**Tarea:** Reproduce literalmente las líneas del listado comprendidas entre la que contiene "of the deck" y la que contiene "x=404, y=234", ambas incluidas.
=-=-=
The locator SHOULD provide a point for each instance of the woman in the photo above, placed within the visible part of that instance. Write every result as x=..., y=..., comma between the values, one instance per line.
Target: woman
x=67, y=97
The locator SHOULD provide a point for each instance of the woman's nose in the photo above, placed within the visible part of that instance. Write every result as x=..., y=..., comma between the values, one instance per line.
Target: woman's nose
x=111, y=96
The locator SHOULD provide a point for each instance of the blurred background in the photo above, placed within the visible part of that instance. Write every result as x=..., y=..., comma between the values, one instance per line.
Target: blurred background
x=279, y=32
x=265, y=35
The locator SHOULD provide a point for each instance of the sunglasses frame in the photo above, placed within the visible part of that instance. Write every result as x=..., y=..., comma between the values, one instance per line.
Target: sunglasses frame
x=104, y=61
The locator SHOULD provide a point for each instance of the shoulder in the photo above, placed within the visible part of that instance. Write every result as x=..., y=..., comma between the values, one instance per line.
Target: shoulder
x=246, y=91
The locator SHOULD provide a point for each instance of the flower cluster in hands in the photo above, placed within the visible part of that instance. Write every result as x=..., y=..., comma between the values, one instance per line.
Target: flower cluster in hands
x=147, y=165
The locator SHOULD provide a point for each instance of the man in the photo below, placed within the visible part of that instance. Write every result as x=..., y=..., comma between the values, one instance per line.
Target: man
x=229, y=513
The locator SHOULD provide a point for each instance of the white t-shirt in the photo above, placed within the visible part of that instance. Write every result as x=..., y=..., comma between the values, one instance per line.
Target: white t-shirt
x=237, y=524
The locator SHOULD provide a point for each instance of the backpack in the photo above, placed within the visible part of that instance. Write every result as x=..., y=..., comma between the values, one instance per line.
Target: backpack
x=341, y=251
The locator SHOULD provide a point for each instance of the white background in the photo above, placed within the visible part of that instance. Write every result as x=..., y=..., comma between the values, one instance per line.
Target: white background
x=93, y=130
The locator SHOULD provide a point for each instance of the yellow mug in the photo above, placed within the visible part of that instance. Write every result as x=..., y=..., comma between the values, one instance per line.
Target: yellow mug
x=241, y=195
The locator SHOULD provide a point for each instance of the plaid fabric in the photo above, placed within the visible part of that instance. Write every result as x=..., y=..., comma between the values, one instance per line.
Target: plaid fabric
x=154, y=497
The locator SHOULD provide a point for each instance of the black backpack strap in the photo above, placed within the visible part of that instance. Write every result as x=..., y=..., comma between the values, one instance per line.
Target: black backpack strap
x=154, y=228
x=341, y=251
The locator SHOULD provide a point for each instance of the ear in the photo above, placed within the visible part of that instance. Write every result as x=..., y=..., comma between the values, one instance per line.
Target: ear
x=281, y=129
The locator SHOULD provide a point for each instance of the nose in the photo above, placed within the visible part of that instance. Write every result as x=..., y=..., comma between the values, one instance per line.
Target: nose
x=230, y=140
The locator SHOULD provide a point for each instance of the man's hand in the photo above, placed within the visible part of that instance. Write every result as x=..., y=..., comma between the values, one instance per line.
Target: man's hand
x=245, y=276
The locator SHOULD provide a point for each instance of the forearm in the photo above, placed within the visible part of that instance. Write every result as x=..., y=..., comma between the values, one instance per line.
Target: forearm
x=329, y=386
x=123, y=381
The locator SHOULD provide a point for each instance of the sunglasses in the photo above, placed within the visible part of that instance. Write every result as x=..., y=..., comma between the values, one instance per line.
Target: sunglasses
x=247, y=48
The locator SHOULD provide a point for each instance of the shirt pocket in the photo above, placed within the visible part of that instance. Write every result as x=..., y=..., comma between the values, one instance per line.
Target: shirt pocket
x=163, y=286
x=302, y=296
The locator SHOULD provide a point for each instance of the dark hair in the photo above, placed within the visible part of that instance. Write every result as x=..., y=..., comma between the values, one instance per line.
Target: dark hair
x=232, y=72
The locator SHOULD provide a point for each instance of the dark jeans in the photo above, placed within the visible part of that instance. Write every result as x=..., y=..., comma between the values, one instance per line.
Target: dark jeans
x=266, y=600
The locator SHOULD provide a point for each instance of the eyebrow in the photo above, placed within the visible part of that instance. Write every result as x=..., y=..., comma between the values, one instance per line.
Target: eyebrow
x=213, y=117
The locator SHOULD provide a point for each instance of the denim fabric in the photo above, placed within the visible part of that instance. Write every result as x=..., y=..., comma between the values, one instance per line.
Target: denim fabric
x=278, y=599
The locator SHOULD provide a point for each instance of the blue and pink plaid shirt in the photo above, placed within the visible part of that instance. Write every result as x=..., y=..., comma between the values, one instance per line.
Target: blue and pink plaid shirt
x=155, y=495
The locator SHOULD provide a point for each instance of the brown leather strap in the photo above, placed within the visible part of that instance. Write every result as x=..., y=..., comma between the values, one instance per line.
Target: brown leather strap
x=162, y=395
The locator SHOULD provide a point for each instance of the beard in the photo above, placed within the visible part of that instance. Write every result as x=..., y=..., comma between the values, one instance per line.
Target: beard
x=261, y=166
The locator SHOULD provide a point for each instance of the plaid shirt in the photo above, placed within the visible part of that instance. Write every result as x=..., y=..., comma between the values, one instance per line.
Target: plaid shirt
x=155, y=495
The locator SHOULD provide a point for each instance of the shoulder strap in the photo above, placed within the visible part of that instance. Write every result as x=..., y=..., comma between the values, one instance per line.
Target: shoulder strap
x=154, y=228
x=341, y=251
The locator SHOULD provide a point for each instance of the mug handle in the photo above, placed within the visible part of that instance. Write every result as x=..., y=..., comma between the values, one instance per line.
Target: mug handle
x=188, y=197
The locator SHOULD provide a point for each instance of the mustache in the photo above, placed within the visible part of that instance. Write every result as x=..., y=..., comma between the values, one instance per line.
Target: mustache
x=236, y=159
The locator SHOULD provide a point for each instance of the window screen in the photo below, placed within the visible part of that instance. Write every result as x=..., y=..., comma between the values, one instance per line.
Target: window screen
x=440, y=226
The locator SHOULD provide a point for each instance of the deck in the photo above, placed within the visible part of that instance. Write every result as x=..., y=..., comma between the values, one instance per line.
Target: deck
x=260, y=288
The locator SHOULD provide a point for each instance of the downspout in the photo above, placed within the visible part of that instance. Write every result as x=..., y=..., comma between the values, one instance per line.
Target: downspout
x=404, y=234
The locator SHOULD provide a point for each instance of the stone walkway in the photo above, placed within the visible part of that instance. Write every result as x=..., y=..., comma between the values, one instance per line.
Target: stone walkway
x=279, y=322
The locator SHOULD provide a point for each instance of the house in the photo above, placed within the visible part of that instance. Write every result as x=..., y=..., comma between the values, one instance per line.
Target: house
=-=-=
**Respuesta del ejercicio:**
The locator SHOULD provide a point for each instance of the deck in the photo above, placed within the visible part of that instance. Write every result as x=..., y=..., comma between the values, one instance per line.
Target: deck
x=260, y=288
The locator SHOULD provide a point for each instance of the downspout in the photo above, placed within the visible part of that instance. Write every result as x=..., y=..., comma between the values, one instance per line.
Target: downspout
x=404, y=234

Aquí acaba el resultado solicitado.